The construct was confirmed by sequencing. The expression of all three enzymes GlgC, GlgA and GlgB was tested in Bl21 Gold (DE3) strains containing BBa_K1585321 in a pSB1A30 expression vector.
The combined functionality was characterized by iodine staining (see picture below). It was performed with Lugol's iodine which dyes glycogen in a brownish color. If more glycogen is present, the color of stainend cultures is darker. The darker staining of Bl21 Gold (DE3) transformants of BBa_K1585321 picture indicates considerably more glycogen accumulations compared to the wild type.
K1585241
Polycistronic expression plasmid of Mdh, Hps, Phi and Xpk controlled by Anderson Promoter 19 (J23119), Ribosome binding site B0034 and Terminator B0015
K1585350
This plasmid is targeting glgX in the E. coli genome by expressing a single guide RNA (sgRNA) for CRISPR/Cas9 genome editing. It contains a repair template that disrupts the beginning of the glgX coding sequence and introduces a sequence with multiple stop codons.

_ _ _

### TASKS FOR THIS EXERCISE
1. From the passage, write out the words beginning at the words "The combined functionality" and stopping after "the wild type.".
2. List the proteins that the passage names for the polycistronic expression plasmid K1585241.

_ _ _

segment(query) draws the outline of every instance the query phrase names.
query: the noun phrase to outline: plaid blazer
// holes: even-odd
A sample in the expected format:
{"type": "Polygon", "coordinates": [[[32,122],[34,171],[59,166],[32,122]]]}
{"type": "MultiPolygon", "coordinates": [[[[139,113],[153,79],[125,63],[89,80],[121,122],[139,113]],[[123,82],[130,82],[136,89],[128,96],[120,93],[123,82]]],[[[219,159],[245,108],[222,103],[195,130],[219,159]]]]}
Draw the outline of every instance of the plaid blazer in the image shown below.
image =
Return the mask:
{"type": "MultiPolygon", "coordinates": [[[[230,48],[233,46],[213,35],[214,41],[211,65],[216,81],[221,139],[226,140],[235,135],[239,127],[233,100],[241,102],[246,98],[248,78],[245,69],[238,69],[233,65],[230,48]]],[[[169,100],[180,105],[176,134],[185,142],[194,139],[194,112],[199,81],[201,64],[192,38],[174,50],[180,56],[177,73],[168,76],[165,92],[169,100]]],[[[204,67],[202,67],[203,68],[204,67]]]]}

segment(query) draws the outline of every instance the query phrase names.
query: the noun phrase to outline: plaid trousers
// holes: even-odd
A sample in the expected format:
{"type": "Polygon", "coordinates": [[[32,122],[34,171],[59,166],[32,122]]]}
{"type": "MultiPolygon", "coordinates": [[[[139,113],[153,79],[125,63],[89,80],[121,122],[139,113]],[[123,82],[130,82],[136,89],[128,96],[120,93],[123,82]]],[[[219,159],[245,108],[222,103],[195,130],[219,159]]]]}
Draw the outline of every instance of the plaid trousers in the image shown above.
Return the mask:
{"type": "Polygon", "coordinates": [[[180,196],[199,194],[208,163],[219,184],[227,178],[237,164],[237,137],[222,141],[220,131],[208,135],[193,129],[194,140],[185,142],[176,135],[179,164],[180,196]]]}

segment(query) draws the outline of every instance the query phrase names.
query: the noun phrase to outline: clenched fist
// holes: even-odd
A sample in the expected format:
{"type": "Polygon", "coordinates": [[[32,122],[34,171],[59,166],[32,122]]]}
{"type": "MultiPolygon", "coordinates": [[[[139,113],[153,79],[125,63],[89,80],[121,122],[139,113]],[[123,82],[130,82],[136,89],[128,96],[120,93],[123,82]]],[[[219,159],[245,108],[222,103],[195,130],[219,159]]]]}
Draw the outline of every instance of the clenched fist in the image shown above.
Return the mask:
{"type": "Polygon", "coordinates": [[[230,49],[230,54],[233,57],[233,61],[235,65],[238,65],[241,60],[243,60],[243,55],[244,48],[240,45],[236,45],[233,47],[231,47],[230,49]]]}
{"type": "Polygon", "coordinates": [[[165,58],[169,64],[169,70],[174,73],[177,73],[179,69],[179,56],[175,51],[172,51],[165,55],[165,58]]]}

_ _ _

### RESPONSES TO THE TASKS
1.
The combined functionality was characterized by iodine staining (see picture below). It was performed with Lugol's iodine which dyes glycogen in a brownish color. If more glycogen is present, the color of stainend cultures is darker. The darker staining of Bl21 Gold (DE3) transformants of BBa_K1585321 picture indicates considerably more glycogen accumulations compared to the wild type.

2. Mdh, Hps, Phi, Xpk